_Written request_:
Your task is to copy the listing exactly. Drop any pictures from the copy.

(Pointing dataset excerpts)
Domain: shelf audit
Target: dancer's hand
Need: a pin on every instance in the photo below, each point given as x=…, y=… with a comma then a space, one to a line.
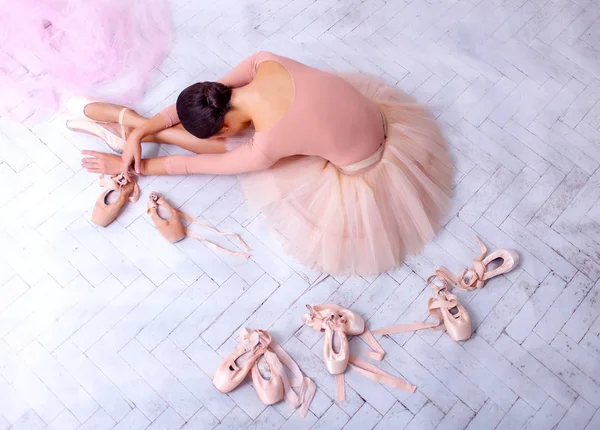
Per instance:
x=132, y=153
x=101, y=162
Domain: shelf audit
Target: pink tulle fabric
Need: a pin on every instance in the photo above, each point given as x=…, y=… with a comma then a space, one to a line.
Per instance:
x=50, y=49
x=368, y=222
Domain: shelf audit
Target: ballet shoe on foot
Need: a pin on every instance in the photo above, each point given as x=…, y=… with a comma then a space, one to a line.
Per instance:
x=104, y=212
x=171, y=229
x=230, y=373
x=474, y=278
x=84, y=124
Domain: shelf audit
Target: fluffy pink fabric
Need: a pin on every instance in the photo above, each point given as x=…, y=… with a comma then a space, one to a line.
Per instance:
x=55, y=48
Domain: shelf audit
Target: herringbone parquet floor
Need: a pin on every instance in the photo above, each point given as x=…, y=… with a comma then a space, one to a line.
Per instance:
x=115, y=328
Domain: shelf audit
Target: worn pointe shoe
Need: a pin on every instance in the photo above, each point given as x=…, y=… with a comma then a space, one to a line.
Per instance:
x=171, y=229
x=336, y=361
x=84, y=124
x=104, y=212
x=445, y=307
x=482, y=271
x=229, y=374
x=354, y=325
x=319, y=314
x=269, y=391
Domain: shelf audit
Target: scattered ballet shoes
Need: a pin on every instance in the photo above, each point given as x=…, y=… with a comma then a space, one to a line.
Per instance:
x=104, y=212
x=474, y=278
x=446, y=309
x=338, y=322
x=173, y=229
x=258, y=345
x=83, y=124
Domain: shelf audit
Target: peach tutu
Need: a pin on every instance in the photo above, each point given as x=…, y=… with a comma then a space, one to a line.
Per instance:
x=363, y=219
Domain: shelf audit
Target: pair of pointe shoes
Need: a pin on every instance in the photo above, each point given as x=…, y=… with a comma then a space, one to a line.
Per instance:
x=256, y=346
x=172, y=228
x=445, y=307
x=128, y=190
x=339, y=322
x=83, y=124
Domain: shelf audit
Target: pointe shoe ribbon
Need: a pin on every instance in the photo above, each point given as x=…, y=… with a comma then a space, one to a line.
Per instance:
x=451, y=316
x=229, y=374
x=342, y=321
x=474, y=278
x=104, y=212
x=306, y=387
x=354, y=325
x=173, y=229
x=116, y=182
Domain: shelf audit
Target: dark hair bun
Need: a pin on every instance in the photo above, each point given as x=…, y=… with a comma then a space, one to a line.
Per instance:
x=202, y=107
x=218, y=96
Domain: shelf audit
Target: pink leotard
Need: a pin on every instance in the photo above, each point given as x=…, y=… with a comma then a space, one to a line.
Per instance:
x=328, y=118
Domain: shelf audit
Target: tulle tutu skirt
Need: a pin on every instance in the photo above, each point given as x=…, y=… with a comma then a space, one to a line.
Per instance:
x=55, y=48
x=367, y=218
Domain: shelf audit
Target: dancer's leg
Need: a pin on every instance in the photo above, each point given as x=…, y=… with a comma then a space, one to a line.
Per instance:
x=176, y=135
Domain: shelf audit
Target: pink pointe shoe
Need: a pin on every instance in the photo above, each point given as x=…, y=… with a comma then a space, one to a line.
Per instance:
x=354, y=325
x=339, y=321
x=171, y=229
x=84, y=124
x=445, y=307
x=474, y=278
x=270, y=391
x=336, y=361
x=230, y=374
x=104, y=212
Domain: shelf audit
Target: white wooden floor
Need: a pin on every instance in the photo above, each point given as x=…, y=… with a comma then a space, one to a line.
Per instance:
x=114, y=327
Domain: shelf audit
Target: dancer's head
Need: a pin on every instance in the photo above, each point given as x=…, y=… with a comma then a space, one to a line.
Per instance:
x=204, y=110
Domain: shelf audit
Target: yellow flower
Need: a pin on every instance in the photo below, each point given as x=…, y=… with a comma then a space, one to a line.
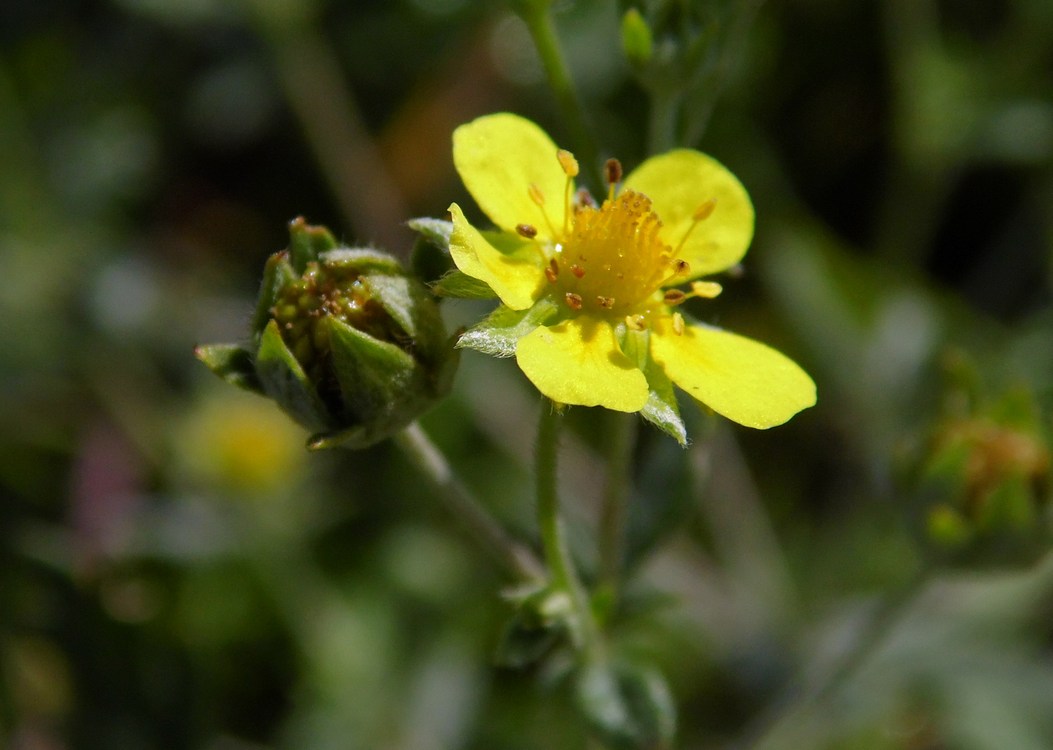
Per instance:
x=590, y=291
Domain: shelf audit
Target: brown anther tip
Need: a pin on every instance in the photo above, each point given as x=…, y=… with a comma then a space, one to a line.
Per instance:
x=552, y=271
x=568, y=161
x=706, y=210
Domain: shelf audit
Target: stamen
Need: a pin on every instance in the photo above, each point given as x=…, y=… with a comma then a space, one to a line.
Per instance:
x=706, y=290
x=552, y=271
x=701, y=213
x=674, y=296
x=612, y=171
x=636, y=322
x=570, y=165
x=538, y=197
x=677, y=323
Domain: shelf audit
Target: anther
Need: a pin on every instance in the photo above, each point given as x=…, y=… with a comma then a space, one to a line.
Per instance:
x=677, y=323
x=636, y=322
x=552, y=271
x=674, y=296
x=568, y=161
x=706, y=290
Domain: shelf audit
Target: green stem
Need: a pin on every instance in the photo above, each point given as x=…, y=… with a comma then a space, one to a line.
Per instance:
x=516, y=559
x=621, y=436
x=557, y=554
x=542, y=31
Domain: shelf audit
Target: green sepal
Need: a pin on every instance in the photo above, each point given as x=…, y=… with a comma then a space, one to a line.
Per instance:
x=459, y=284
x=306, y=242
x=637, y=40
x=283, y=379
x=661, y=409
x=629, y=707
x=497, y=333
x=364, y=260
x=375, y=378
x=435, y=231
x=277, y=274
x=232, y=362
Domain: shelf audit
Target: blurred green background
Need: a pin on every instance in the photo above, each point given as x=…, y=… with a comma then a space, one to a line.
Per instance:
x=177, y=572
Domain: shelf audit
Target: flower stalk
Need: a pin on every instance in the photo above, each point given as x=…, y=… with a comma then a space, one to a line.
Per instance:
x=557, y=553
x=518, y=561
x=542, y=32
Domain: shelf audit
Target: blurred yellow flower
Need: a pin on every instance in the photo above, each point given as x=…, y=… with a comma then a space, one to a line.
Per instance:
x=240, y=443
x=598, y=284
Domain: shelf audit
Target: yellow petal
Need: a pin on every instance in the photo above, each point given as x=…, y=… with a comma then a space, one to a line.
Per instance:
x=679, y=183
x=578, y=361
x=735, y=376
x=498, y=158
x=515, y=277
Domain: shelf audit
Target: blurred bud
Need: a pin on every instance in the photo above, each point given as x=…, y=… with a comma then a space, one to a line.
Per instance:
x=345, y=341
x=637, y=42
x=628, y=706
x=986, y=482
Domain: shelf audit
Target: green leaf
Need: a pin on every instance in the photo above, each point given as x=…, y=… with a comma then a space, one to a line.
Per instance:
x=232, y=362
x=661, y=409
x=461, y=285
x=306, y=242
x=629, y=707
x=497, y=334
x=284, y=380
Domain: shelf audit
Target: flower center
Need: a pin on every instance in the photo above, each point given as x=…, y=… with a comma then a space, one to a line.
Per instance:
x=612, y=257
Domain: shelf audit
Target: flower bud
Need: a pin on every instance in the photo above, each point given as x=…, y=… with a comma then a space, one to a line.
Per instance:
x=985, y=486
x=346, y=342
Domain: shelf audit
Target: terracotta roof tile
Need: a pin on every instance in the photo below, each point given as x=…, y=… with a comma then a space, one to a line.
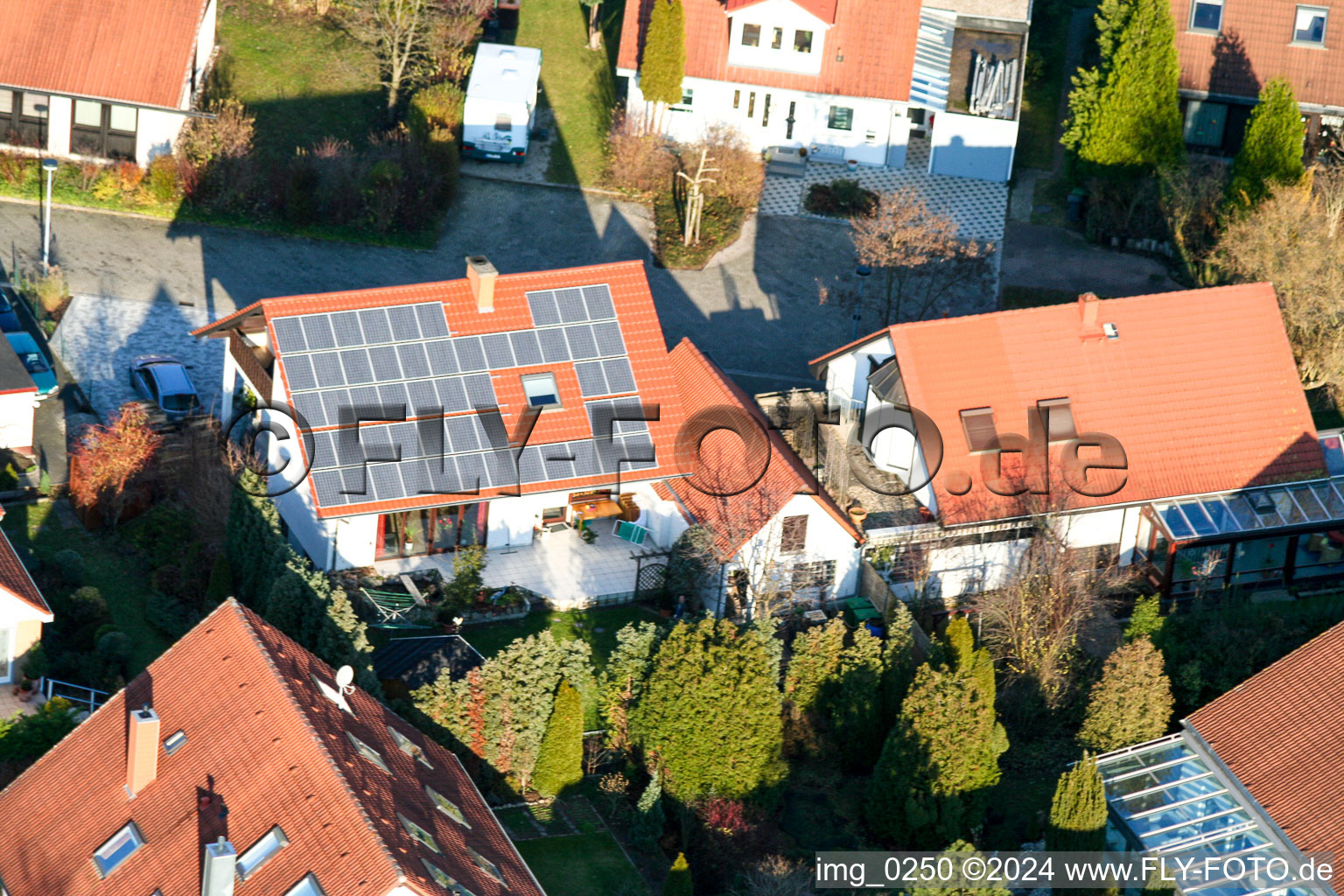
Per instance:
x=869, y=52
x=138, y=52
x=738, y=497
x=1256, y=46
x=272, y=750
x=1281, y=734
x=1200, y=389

_Response below_:
Domain: shelf audit
Target: dancer's hand
Need: a pin on every instance in the photo below, each point given as x=…, y=… with a comma then a space, one to a line.
Per instance:
x=132, y=153
x=101, y=162
Domain: shelf audit
Target: pink tulle fabric
Need: a pin on every instance in the photo above, each point given as x=…, y=… with a comma then a space, one to a line.
Per instance:
x=50, y=49
x=368, y=222
Domain: shelf audit
Target: ballet shoe on foot
Need: a pin on every instance in the photo above, each point given as x=…, y=… with a comma then a space, one to a line.
Per instance:
x=104, y=212
x=171, y=229
x=230, y=373
x=474, y=278
x=84, y=124
Domain: shelf audit
Target: fluffy pink fabric
Need: a pin on every instance in the photo above, each point given as x=…, y=… with a comma then a space, one to a line.
Per instance:
x=55, y=48
Domain: shelf audit
Target: herringbone parquet floor
Need: a pin on every instance in the photo above, each point given as x=…, y=… with a comma then a space, one to a line.
Per instance:
x=115, y=328
Domain: shelf audit
Target: worn pointe shoe
Need: a pin on every instance in the photo above, each point given as x=…, y=… with a comma then a space, one to a line.
Per instance:
x=171, y=229
x=336, y=361
x=84, y=124
x=104, y=212
x=445, y=307
x=482, y=271
x=229, y=374
x=354, y=325
x=319, y=314
x=269, y=391
Domain: shelf audit
Target: scattered ballet shoes
Need: a pin on every instance in the photo above, each point given as x=…, y=… with a comma then a space, one to a line.
Per instance:
x=104, y=212
x=474, y=278
x=446, y=309
x=338, y=322
x=173, y=229
x=258, y=345
x=83, y=124
Domain: shelf audit
Target: peach tutu
Need: a pin on every instance in the photo above, each point given as x=…, y=… with a comma then a space, one to a line.
Per instance:
x=363, y=219
Domain: shelf audit
Target: pair of pointe shoes
Need: a pin on every instance in the photo above, each point given as x=…, y=… with a comma then a space, one to a line.
Per instance:
x=256, y=346
x=172, y=228
x=445, y=307
x=128, y=190
x=339, y=322
x=83, y=124
Domain: shelf audit
Target: pointe shoe ribbon
Need: a pin on every instance in the photo above, each point given as x=…, y=… with a comma then a space, one to a line.
Per instance:
x=451, y=316
x=229, y=374
x=342, y=321
x=474, y=278
x=104, y=212
x=306, y=387
x=354, y=325
x=173, y=229
x=116, y=182
Domain: shelf audit
Target: dark hair bun
Need: a pin on every instance in the photo above, each point given as x=…, y=… with a comma then a space, one to a line.
Per instance:
x=202, y=107
x=218, y=96
Domain: shelf audit
Target: pink leotard
Need: a pin on every instance in the photo above, each point given as x=…, y=… with a comma then a space, one to a line.
Per instance:
x=328, y=118
Domain: shelf audit
Target: tulle tutu skirt
Need: a pin on every instance in the photo above, each point given as x=…, y=… with a comma then a space, one to a line.
Per instance:
x=55, y=48
x=367, y=218
Domain: shelf audit
Target: dancer's leg
Need: a pin on every instance in the photo above, each point given as x=…, y=… with a comma then a space, one to a line.
Per instance:
x=176, y=135
Domain: shelf audit
Target: pink pointe shoe
Need: a pin on every instance in the photo above, each point given as x=…, y=… with a comma then a space, one to a line.
Per instance:
x=354, y=325
x=339, y=321
x=171, y=229
x=84, y=124
x=445, y=307
x=474, y=278
x=270, y=391
x=336, y=361
x=230, y=374
x=104, y=212
Domain: shelf audit
Target: white wooden floor
Need: a pin on every instance in the photo above, each point given as x=…, y=… with a comma then a space, one to a line.
Per instance:
x=114, y=327
Domain: shelf audit
Target: dancer's head
Need: a pin on every instance in the photo above, each point given as x=…, y=… with a comma then a space, one to a line.
Per instance:
x=204, y=110
Domain: shelf audit
Target: yellow flower
Need: a pin on every instance in the photo below, each point given as x=…, y=… with a comma then a space, one to a line.
Per instance:
x=590, y=291
Domain: shelf audit
Target: brown anther tip
Need: a pin on every instance in the photo above, each point given as x=…, y=… with a comma then a space, one to a line.
Per instance:
x=552, y=271
x=568, y=161
x=706, y=210
Domain: shelf audit
Target: stamen
Need: a pin on every instance in the photo above, each point given as x=…, y=… with a comma then a space, one to a line.
Per instance:
x=706, y=290
x=552, y=271
x=701, y=213
x=674, y=296
x=612, y=171
x=636, y=322
x=570, y=165
x=538, y=197
x=677, y=323
Domain: shelf audit
Target: anther
Need: a pin on every instance in the photo above, each point given as x=…, y=… with a comma then a space, one to a line.
Per instance:
x=677, y=323
x=636, y=322
x=552, y=271
x=674, y=296
x=568, y=161
x=706, y=290
Domain: shelf audit
Target: green stem
Need: a pin on every instance in the photo above, each point given as x=…, y=… with a comma then a space, one to a line.
Per instance:
x=516, y=559
x=621, y=436
x=557, y=554
x=542, y=31
Domain: shelf audit
Target: green sepal
Need: a pin on every instance in the photo above, each point given as x=…, y=… with a comma then a space, one to a line.
Per instance:
x=459, y=284
x=306, y=242
x=637, y=40
x=283, y=379
x=661, y=409
x=629, y=707
x=497, y=333
x=364, y=260
x=375, y=378
x=435, y=231
x=277, y=274
x=232, y=362
Domain: shelf audit
Target: blurred green background
Need: a pin on every instance in the photo above, each point given as x=…, y=… with a comma then a space, one to a line.
Per instance:
x=177, y=572
Domain: shelf audit
Target: flower stalk
Need: a pin on every instance in the photo above, each point given as x=…, y=… with a comma then a space, one to a line.
Per instance:
x=557, y=553
x=518, y=561
x=542, y=32
Domain: shelf audit
Target: blurred yellow flower
Need: a pin on every instance in the photo above, each point given as x=…, y=… with a comma then a space, one to a line.
Per instance:
x=240, y=443
x=598, y=284
Domain: shelf audit
Target: yellow petal
Need: a pin on every instance in the photo above, each point given as x=…, y=… with a comma then a space, one to a line.
Per instance:
x=679, y=183
x=578, y=361
x=735, y=376
x=498, y=158
x=515, y=277
Domain: shelf audit
Target: blurred bud
Need: a pin on every instance in the photo above, each point given as x=…, y=… with a comma then a space, one to a line.
Per instance:
x=345, y=341
x=637, y=42
x=628, y=706
x=986, y=482
Domain: shelf audit
Target: green leaf
Need: a pin on every instance in the photo above, each point given as x=…, y=… with a comma then a space, one to a line.
Per instance:
x=232, y=362
x=661, y=409
x=461, y=285
x=306, y=242
x=629, y=707
x=497, y=334
x=284, y=380
Domain: shelf audit
Target: flower center
Need: a pin on every instance in the photo above, each point given as x=…, y=… with a comma then a space, one to a line.
Per instance:
x=612, y=257
Domain: shelf audit
Target: flower bud
Need: a pin on every instance in the photo above, each point given as x=…, y=… with a comma then a space, one to a line.
Per instance:
x=985, y=486
x=346, y=342
Domain: shelf audit
Target: terracotta roof tile
Need: a pin on every instance in the photo below, each point given as x=…, y=… with a comma then a space, one to a line.
Per instance:
x=869, y=52
x=138, y=52
x=738, y=497
x=1256, y=46
x=272, y=750
x=1281, y=734
x=1200, y=389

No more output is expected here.